[Material to process — start]
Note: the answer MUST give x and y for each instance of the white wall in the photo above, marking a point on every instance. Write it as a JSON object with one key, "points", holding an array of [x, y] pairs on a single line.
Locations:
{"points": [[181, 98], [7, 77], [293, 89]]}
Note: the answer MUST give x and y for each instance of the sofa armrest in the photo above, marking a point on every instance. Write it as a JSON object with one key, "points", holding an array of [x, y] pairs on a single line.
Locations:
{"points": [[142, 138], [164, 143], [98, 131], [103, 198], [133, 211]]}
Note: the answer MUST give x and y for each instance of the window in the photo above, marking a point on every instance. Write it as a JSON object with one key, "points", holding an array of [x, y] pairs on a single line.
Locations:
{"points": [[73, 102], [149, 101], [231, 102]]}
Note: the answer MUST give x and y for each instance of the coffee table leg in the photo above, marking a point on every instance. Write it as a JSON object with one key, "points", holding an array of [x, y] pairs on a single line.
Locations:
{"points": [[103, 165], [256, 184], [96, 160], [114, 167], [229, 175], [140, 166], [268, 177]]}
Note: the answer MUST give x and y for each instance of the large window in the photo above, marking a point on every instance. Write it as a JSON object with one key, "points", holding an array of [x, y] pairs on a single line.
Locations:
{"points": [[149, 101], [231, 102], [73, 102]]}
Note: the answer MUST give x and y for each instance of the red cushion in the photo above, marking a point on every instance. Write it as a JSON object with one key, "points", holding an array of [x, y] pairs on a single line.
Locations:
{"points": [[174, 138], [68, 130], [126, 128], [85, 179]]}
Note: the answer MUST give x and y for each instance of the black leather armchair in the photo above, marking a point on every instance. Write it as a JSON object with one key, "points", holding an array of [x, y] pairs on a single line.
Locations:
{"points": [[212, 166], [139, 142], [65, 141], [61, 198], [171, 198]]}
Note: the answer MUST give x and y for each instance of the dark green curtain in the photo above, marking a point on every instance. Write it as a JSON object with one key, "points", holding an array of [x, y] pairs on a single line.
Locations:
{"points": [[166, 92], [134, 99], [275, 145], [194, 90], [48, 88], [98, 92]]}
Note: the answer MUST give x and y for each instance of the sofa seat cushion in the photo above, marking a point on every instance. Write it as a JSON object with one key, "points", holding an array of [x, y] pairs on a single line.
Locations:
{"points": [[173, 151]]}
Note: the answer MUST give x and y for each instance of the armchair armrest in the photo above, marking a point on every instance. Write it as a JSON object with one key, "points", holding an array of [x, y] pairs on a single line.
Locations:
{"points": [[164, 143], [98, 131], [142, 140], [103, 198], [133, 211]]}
[Material to process — finish]
• _Brief_:
Count how many lines of the entries contain the word "armrest", and respond with that count only.

• _Reply to the exercise_:
2